_YOUR TASK_
Please format every line of the records below as a JSON list of strings, one string per line, with blank lines and the pictures left out.

++++++

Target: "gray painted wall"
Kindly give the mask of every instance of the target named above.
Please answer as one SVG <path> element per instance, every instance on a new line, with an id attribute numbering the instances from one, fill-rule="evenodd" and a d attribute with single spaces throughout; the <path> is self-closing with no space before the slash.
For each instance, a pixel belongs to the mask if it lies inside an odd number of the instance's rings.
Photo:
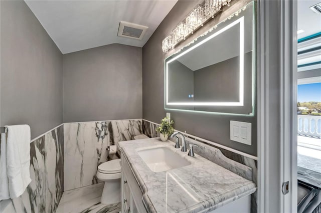
<path id="1" fill-rule="evenodd" d="M 62 55 L 23 0 L 1 0 L 1 125 L 62 122 Z"/>
<path id="2" fill-rule="evenodd" d="M 142 49 L 113 44 L 64 54 L 64 122 L 142 117 Z"/>
<path id="3" fill-rule="evenodd" d="M 159 123 L 166 112 L 171 113 L 175 128 L 184 131 L 205 139 L 215 142 L 229 147 L 254 156 L 257 153 L 257 116 L 255 107 L 254 116 L 213 114 L 195 112 L 183 112 L 175 110 L 166 111 L 164 109 L 164 60 L 175 51 L 167 54 L 162 51 L 162 41 L 180 22 L 200 1 L 179 0 L 168 15 L 165 18 L 147 42 L 143 48 L 143 118 Z M 231 6 L 224 10 L 235 10 L 245 2 L 232 2 Z M 235 11 L 235 10 L 234 10 Z M 219 16 L 220 20 L 226 18 L 223 12 Z M 212 20 L 208 24 L 217 22 Z M 194 33 L 184 44 L 199 36 L 206 27 Z M 183 45 L 183 44 L 182 44 Z M 181 46 L 177 48 L 176 50 Z M 256 101 L 255 101 L 255 105 Z M 252 123 L 252 145 L 247 146 L 230 140 L 230 120 L 243 121 Z"/>

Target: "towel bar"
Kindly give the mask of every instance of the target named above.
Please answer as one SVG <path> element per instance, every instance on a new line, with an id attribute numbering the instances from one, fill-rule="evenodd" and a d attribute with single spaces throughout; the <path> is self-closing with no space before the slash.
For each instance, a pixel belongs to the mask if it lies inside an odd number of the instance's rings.
<path id="1" fill-rule="evenodd" d="M 30 126 L 29 124 L 27 124 Z M 6 132 L 6 127 L 5 126 L 0 126 L 0 133 L 4 133 Z"/>

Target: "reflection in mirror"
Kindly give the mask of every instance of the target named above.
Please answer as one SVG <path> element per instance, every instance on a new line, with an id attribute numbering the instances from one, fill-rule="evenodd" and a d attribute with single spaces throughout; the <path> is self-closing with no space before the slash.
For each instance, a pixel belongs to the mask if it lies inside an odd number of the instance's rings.
<path id="1" fill-rule="evenodd" d="M 252 112 L 253 4 L 166 60 L 166 108 Z"/>

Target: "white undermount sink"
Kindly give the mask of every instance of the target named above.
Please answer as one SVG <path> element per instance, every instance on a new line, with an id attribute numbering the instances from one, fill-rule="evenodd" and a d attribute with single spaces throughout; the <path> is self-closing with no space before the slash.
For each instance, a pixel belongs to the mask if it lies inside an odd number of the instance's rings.
<path id="1" fill-rule="evenodd" d="M 166 147 L 137 151 L 150 170 L 155 172 L 190 165 L 191 162 Z"/>

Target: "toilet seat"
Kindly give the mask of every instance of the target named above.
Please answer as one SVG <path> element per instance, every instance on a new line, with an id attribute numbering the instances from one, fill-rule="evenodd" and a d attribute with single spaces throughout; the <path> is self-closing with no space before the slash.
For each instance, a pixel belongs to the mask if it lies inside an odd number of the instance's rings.
<path id="1" fill-rule="evenodd" d="M 113 174 L 121 172 L 120 159 L 105 162 L 98 166 L 98 172 L 104 174 Z"/>

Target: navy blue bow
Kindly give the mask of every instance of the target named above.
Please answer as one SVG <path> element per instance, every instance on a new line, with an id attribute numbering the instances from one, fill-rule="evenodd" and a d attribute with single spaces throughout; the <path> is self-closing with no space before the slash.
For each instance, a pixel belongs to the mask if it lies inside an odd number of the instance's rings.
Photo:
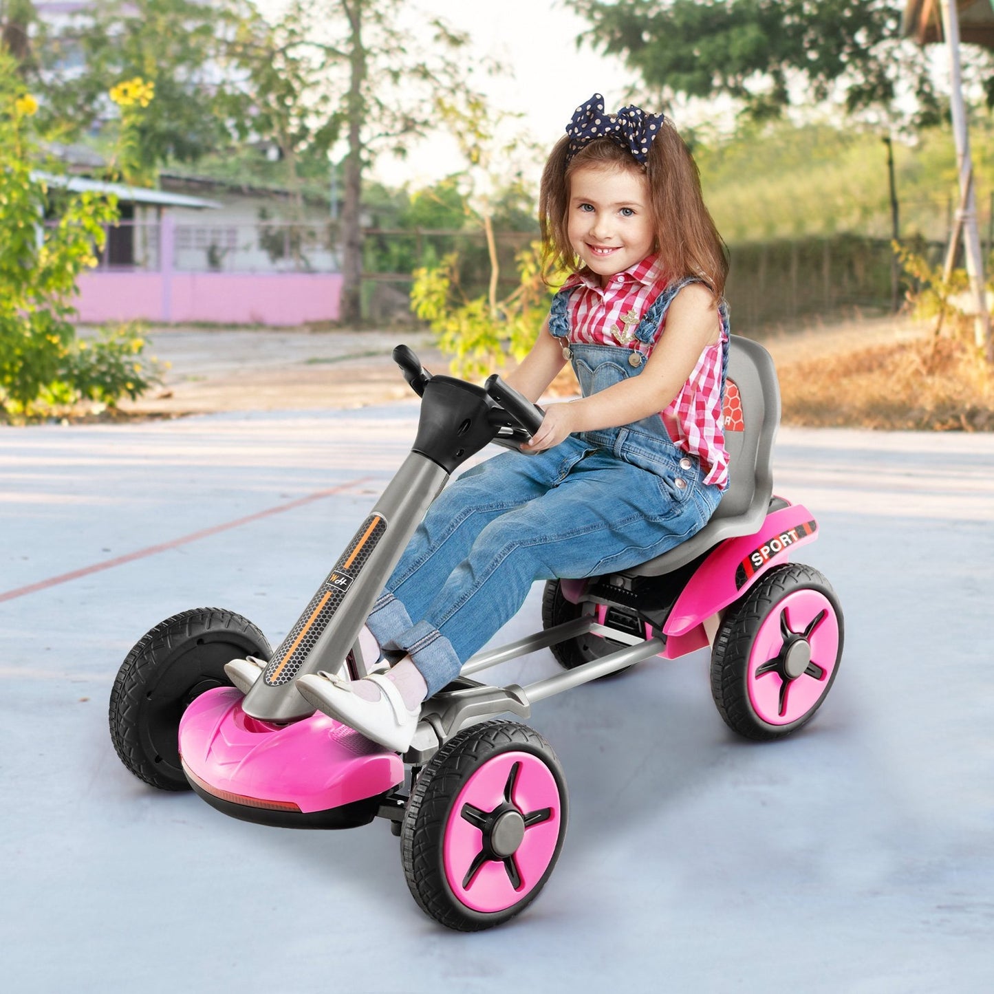
<path id="1" fill-rule="evenodd" d="M 629 104 L 616 114 L 604 113 L 604 98 L 594 93 L 577 107 L 567 125 L 570 136 L 567 159 L 572 159 L 587 142 L 595 138 L 610 138 L 626 148 L 639 161 L 645 162 L 652 139 L 666 118 L 663 114 L 647 114 L 641 107 Z"/>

++++++

_SOLUTION_
[
  "Target: \"gray painted wall\"",
  "Kindly give the mask of every instance of the target named above.",
  "Please answer as one SVG <path> element per instance, every instance on a new line, with an id attribute numbering the instances from one, fill-rule=\"evenodd\" and a d attribute with single spaces throughout; the <path> is self-closing with no space before the slash.",
  "For each instance, a pixel belongs to the mask if it lies inside an odd number of the instance's rings.",
  "Photo:",
  "<path id=\"1\" fill-rule=\"evenodd\" d=\"M 62 55 L 23 0 L 1 0 L 1 125 L 62 122 Z\"/>",
  "<path id=\"2\" fill-rule=\"evenodd\" d=\"M 142 49 L 113 44 L 64 54 L 64 122 L 142 117 Z\"/>",
  "<path id=\"3\" fill-rule=\"evenodd\" d=\"M 159 123 L 166 112 L 171 113 L 175 128 L 184 131 L 205 139 L 215 142 L 229 147 L 254 156 L 257 153 L 257 116 L 255 107 L 254 116 L 213 114 L 195 112 L 183 112 L 175 110 L 166 111 L 164 109 L 164 60 L 175 51 L 167 54 L 162 51 L 162 41 L 180 22 L 200 1 L 179 0 L 168 15 L 165 18 L 147 42 L 143 48 L 143 118 Z M 231 6 L 224 10 L 235 10 L 245 2 L 232 2 Z M 235 11 L 235 10 L 234 10 Z M 219 16 L 220 20 L 226 18 L 223 12 Z M 212 20 L 208 24 L 217 22 Z M 194 33 L 184 44 L 199 36 L 206 27 Z M 183 45 L 183 44 L 182 44 Z M 181 46 L 177 48 L 176 50 Z M 256 101 L 255 101 L 255 105 Z M 252 123 L 252 145 L 247 146 L 230 140 L 230 120 L 243 121 Z\"/>",
  "Target: \"towel bar\"",
  "Kindly give the mask of every instance of the target named above.",
  "Please answer as one SVG <path> element per instance, every instance on a new line, with an id attribute numbering the instances from one, fill-rule=\"evenodd\" and a d attribute with single spaces throughout; the <path> is self-closing with no space before the slash.",
  "For each instance, a pixel belongs to the mask if it lies inside an odd number of the instance's rings.",
  "<path id=\"1\" fill-rule=\"evenodd\" d=\"M 30 126 L 29 124 L 27 124 Z M 6 132 L 6 127 L 5 126 L 0 126 L 0 133 L 4 133 Z\"/>",
  "Target: \"reflection in mirror\"",
  "Kindly give the mask of every instance of the target named above.",
  "Please answer as one SVG <path> element per instance, every instance on a new line, with an id attribute numbering the instances from one, fill-rule=\"evenodd\" and a d attribute with single spaces throughout; the <path> is self-closing with no space before the slash.",
  "For each instance, a pixel belongs to the mask if it lies inside an odd number of the instance's rings.",
  "<path id=\"1\" fill-rule=\"evenodd\" d=\"M 252 112 L 253 4 L 166 60 L 166 108 Z\"/>",
  "Target: \"white undermount sink\"",
  "Kindly give the mask of every instance of the target named above.",
  "Please answer as one SVG <path> element per instance, every instance on a new line, with an id attribute numbering the instances from one, fill-rule=\"evenodd\" and a d attribute with single spaces throughout; the <path> is self-closing with no space before the slash.",
  "For each instance, a pixel belongs to the mask if it lies inside an odd number of the instance's rings.",
  "<path id=\"1\" fill-rule=\"evenodd\" d=\"M 166 147 L 137 151 L 150 170 L 155 172 L 190 165 L 191 162 Z\"/>",
  "Target: \"toilet seat\"",
  "Kindly give the mask of every instance of the target named above.",
  "Please answer as one SVG <path> element per instance, every instance on a new line, with an id attribute numbering the instances from one, fill-rule=\"evenodd\" and a d attribute with single spaces throughout; the <path> is self-closing with no space before the slash.",
  "For each instance, a pixel belongs to the mask if it lies inside an odd number of the instance's rings.",
  "<path id=\"1\" fill-rule=\"evenodd\" d=\"M 113 174 L 121 172 L 120 159 L 105 162 L 98 166 L 98 172 L 104 174 Z\"/>",
  "Target: navy blue bow",
  "Kindly give the mask of every instance of the target named above.",
  "Please answer as one SVG <path> element per instance, every instance on a new line, with an id attribute numbering the instances from one, fill-rule=\"evenodd\" and a d attribute with single spaces throughout; the <path> is self-closing with no space before the slash.",
  "For each instance, a pixel belongs to the mask if it lies inside an odd number of the instance's rings.",
  "Photo:",
  "<path id=\"1\" fill-rule=\"evenodd\" d=\"M 629 104 L 616 114 L 604 113 L 604 98 L 594 93 L 577 107 L 567 125 L 570 136 L 567 159 L 572 159 L 587 142 L 595 138 L 610 138 L 626 148 L 639 161 L 645 162 L 652 139 L 666 118 L 663 114 L 647 114 L 641 107 Z\"/>"
]